Latihan 1: Tolong kumpulkan setiap baris dalam daftar yang memuat kata "Query".

Teks:
Syeikh Ali bin Salim ini termasuk wali abdal, meski kedudukan beliau yang tinggi dan umur yang sudah lanjut, beliau trela belajar kepada Syeikh Abdurrahman Assegaf yang kala itu masih di permulaanya.

3.  Teladan

3.1 Sosok Imam Abdurrahman Dalam Menjaga Rutinitas Ritual
Dalam sehari semalam beliau mengkhatamkan Al Qur’an sebanyak delapan kali, empat di malam hari dan empat di siang hari, bila diperinci tepatnya dua kali khatam setelah shalat subuh hingga waktu dhuhur, sekali khatam antara dhuhur sampai ashar dalam dua rakaat shalat, dan sekali khatam setelah ashar.

Latihan 2: Salin persis bagian teks tentang Syeikh Abdurrahman Assegaf, dari "3.1 Sosok Imam" hingga "khatam setelah ashar.", keduanya ikut disalin.

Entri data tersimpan
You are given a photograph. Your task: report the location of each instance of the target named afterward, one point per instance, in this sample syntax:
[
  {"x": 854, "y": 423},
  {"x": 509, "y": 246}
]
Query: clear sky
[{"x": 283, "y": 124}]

* * *

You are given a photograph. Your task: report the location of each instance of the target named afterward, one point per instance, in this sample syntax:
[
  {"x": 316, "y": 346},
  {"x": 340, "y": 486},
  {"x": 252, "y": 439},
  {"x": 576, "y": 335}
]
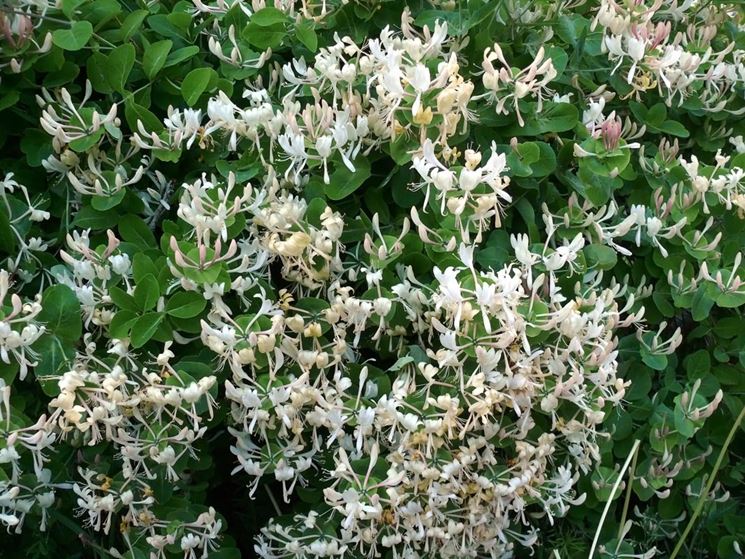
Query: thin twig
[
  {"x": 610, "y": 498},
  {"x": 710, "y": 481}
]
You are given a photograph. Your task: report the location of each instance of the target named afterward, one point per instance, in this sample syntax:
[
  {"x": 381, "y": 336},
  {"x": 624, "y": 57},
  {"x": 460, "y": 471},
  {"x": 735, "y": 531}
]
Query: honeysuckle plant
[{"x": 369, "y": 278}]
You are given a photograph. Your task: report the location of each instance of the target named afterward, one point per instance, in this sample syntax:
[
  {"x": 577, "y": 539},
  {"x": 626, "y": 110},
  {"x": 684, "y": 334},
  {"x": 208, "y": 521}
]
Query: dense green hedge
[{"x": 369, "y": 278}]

Jawaban 1:
Query: clear sky
Query: thin twig
Query: honeysuckle plant
Query: dense green hedge

Jawaban 2:
3.1 Sosok Imam Abdurrahman Dalam Menjaga Rutinitas Ritual
Dalam sehari semalam beliau mengkhatamkan Al Qur’an sebanyak delapan kali, empat di malam hari dan empat di siang hari, bila diperinci tepatnya dua kali khatam setelah shalat subuh hingga waktu dhuhur, sekali khatam antara dhuhur sampai ashar dalam dua rakaat shalat, dan sekali khatam setelah ashar.